╭─ LISTING

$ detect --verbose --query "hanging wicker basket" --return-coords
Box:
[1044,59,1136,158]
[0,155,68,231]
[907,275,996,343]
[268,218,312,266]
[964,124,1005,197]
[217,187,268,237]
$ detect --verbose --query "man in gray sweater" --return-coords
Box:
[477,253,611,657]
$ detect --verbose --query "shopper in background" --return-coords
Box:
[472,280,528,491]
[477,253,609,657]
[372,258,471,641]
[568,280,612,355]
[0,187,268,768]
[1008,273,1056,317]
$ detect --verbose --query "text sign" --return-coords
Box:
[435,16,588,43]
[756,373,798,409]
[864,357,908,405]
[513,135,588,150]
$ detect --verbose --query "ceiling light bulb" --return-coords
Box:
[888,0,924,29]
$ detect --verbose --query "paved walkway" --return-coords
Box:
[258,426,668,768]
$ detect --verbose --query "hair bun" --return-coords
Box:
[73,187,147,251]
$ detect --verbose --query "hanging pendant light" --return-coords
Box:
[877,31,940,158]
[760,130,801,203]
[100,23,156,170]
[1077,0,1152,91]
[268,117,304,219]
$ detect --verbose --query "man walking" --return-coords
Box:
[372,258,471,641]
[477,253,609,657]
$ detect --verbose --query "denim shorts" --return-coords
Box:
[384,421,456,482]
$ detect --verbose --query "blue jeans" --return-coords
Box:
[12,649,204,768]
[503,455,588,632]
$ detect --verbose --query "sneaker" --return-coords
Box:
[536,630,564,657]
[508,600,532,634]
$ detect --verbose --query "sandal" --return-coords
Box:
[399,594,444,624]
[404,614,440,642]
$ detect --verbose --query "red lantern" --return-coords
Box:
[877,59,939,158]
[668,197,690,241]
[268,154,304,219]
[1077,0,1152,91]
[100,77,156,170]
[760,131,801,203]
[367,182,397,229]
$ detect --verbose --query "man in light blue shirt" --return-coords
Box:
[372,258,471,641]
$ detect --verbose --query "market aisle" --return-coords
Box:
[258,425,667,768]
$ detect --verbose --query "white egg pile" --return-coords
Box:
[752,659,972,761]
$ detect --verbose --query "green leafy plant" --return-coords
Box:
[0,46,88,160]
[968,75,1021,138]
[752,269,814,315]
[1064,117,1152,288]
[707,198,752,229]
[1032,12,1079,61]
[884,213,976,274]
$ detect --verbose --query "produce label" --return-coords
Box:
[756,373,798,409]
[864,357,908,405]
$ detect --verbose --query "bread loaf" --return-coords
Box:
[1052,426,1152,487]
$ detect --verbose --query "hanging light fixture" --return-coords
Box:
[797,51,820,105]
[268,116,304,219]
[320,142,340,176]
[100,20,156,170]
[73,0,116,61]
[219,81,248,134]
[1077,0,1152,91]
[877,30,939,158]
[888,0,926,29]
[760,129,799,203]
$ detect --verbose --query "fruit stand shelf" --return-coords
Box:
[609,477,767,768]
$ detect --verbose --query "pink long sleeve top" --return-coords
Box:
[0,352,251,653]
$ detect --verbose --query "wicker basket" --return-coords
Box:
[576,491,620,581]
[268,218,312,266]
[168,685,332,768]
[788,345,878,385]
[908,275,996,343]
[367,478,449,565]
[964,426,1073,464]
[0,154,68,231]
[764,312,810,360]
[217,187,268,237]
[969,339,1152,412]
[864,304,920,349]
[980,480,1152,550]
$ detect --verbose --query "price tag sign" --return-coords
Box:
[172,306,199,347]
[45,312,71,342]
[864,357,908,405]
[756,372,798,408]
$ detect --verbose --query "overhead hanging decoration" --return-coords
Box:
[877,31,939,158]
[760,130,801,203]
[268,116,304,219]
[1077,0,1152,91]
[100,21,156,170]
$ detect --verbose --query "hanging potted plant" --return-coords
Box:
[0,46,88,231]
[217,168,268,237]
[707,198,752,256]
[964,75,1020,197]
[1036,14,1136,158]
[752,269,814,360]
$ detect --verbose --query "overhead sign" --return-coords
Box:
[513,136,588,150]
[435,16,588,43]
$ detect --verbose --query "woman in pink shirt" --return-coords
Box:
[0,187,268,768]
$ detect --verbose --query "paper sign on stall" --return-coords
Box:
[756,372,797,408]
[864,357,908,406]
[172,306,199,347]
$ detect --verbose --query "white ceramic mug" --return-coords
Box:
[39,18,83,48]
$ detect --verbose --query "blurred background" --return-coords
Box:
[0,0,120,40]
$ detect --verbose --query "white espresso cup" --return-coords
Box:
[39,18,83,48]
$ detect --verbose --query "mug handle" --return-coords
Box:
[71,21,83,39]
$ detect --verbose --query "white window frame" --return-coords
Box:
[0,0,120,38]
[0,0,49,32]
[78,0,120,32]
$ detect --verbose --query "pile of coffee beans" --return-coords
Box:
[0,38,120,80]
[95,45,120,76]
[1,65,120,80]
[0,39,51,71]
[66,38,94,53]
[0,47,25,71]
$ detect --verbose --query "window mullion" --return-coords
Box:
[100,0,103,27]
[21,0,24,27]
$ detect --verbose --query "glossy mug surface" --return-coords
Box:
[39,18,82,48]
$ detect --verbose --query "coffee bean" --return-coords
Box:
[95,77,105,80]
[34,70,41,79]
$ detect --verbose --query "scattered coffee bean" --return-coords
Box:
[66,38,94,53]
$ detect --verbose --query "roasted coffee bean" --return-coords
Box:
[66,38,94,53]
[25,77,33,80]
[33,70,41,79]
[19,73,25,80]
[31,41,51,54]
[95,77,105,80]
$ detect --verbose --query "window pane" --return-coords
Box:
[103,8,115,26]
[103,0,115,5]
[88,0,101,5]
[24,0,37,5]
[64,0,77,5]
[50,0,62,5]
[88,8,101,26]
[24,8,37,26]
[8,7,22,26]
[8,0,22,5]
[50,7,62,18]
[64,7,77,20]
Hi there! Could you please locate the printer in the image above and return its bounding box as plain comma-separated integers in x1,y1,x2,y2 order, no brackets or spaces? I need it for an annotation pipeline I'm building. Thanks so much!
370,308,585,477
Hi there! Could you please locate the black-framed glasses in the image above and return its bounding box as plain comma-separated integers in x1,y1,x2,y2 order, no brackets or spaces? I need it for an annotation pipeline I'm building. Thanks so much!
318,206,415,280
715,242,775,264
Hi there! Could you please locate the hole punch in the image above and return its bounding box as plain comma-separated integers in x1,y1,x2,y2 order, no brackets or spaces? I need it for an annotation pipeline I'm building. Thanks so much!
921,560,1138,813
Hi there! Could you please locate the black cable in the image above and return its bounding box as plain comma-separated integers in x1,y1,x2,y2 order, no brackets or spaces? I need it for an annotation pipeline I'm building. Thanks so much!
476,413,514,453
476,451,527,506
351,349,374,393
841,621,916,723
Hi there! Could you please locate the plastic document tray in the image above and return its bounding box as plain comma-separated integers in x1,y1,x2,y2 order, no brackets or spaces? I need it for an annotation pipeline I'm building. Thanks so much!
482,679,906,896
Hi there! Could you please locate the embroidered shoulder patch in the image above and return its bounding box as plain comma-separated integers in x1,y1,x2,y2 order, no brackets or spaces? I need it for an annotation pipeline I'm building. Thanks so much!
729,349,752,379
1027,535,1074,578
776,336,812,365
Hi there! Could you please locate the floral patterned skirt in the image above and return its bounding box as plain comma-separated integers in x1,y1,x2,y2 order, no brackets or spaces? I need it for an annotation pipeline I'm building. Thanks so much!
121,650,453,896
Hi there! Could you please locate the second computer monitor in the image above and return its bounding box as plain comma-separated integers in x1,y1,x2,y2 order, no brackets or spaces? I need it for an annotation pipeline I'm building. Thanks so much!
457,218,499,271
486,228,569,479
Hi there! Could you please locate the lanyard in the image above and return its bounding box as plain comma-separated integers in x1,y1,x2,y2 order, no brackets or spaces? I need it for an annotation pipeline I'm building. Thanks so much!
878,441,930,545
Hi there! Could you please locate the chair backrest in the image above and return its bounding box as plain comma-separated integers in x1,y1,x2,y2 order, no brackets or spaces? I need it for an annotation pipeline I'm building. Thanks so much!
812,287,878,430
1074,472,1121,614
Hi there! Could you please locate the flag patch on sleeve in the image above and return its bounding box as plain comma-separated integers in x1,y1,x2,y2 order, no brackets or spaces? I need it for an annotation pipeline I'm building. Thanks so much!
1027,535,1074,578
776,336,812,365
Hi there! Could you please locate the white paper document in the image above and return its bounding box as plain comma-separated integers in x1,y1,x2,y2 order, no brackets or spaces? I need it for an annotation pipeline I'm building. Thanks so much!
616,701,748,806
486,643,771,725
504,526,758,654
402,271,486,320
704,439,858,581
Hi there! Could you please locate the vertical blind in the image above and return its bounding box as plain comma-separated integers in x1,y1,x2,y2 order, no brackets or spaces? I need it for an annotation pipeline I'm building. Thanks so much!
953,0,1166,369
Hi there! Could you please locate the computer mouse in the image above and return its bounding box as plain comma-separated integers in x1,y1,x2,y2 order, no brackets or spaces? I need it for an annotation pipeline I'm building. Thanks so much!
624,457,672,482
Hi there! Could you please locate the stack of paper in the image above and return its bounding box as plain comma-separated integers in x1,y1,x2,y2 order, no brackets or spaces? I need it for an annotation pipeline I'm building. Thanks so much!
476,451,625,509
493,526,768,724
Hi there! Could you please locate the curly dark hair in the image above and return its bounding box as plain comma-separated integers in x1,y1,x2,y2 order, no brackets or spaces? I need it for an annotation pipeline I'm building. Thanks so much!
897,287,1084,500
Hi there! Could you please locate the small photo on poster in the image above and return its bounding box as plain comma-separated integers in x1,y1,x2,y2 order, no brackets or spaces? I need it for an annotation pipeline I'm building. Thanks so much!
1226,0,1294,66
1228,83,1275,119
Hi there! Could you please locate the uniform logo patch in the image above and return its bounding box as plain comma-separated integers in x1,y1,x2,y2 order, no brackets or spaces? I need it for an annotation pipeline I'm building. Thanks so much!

╰─

PROBLEM TO WORK ON = Reproduce the rows above word for word, starting at the very first line and ending at the line that contains "[1052,426,1152,487]", with both of those lines included.

THE RESPONSE =
$ detect --verbose --query "hanging wicker basket" --return-coords
Box:
[1044,59,1136,158]
[0,155,68,231]
[907,275,996,343]
[268,218,312,266]
[964,124,1005,197]
[217,187,268,237]
$ detect --verbose --query "man in gray sweater" --return-coords
Box:
[477,253,611,657]
$ detect --verbose --query "shopper in background" --return-coords
Box:
[472,280,528,491]
[477,253,609,657]
[372,258,471,641]
[568,280,612,355]
[0,187,268,768]
[1008,273,1056,317]
$ detect --verbose --query "text sign" --return-coords
Box:
[435,16,588,43]
[756,373,798,409]
[864,357,908,405]
[513,135,588,150]
$ detect --verbose --query "ceiling light bulb" --return-coords
Box:
[888,0,924,29]
$ detect --verbose --query "paved walkway" --return-coords
Box:
[258,426,668,768]
$ detect --verbose --query "hair bun" --return-coords
Box:
[73,187,147,251]
$ detect --verbose --query "hanging pendant light" --return-coords
Box:
[877,31,940,158]
[760,130,801,203]
[100,23,156,170]
[1077,0,1152,91]
[268,117,304,219]
$ detect --verbose --query "man walking" --return-coords
Box:
[372,258,471,641]
[477,253,609,657]
$ detect --verbose --query "denim shorts" --return-coords
Box:
[384,421,456,482]
$ detect --verbose --query "blue jeans" --return-coords
Box:
[12,649,204,768]
[503,455,588,632]
$ detect --verbose --query "sneaker" --return-coords
Box:
[536,630,564,657]
[508,600,532,634]
$ detect --verbose --query "sandal" --return-coords
Box:
[399,594,444,624]
[404,614,440,642]
$ detect --verbose --query "red lantern" --return-coords
Box:
[877,59,939,158]
[668,197,690,241]
[268,154,304,219]
[1077,0,1152,91]
[100,77,156,170]
[760,131,801,203]
[367,182,397,229]
$ detect --verbose --query "man in light blue shirt" --return-coords
Box:
[372,258,471,641]
$ detect --verbose --query "market aisle" --return-coords
Box:
[258,425,667,768]
$ detect --verbose --query "white egg pile" --return-coords
Box:
[752,659,972,761]
$ detect --verbose --query "green leafy plant" --return-coords
Box:
[0,46,88,160]
[968,75,1021,138]
[752,269,814,315]
[1064,117,1152,288]
[707,198,752,229]
[1032,12,1079,61]
[884,213,976,274]
$ detect --verbose --query "produce label" --return-coords
Box:
[756,373,798,409]
[864,357,908,405]
$ detect --verbose --query "bread loaf" --return-coords
Box:
[1052,426,1152,487]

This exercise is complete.